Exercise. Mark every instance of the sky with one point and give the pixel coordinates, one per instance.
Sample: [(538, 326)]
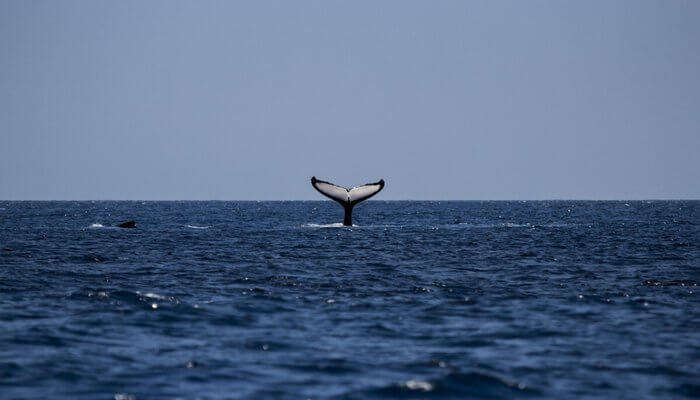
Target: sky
[(445, 100)]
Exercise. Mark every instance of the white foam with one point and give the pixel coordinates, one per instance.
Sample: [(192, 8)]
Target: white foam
[(336, 225)]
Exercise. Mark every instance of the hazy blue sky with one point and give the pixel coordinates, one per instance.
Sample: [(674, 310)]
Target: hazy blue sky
[(444, 100)]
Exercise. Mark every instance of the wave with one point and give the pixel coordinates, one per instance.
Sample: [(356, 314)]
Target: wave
[(335, 225), (198, 227), (453, 385), (512, 225)]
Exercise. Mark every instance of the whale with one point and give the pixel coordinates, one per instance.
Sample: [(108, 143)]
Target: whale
[(347, 198)]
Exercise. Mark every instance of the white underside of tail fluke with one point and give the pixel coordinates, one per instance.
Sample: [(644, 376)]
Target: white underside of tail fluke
[(347, 196)]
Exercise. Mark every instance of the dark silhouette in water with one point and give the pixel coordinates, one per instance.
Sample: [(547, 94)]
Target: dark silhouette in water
[(347, 198)]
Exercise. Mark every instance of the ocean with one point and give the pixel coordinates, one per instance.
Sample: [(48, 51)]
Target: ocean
[(277, 300)]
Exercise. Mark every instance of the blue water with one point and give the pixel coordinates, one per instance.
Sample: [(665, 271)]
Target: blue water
[(275, 300)]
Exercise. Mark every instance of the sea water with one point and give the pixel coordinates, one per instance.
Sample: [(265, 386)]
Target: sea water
[(277, 300)]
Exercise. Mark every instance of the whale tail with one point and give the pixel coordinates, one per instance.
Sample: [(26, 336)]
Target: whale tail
[(347, 198)]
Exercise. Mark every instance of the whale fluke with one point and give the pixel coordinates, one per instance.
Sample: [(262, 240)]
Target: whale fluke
[(347, 198)]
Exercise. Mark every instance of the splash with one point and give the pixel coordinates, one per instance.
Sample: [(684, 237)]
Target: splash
[(197, 227), (335, 225)]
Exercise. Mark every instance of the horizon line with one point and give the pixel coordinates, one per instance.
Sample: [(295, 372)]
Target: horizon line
[(373, 200)]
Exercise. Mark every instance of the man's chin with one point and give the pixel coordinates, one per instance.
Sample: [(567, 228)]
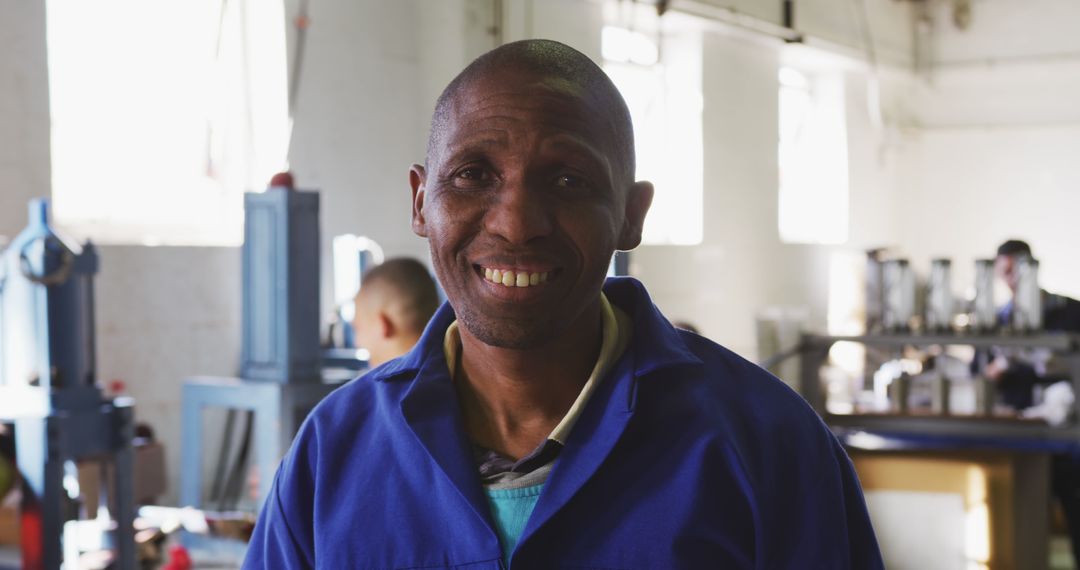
☆ ☆ ☆ ☆ ☆
WHAT THE TASK REQUIRES
Exactly the lines running from the one with "Exercise. Mark every instance of the man's" through the end of the listing above must be output, both ends included. No pictures belong in the output.

YOUR RESPONSE
Exercise. Mark every instance of the man's chin with one point and give the pixel coordinates, one per instance.
Sample: [(567, 228)]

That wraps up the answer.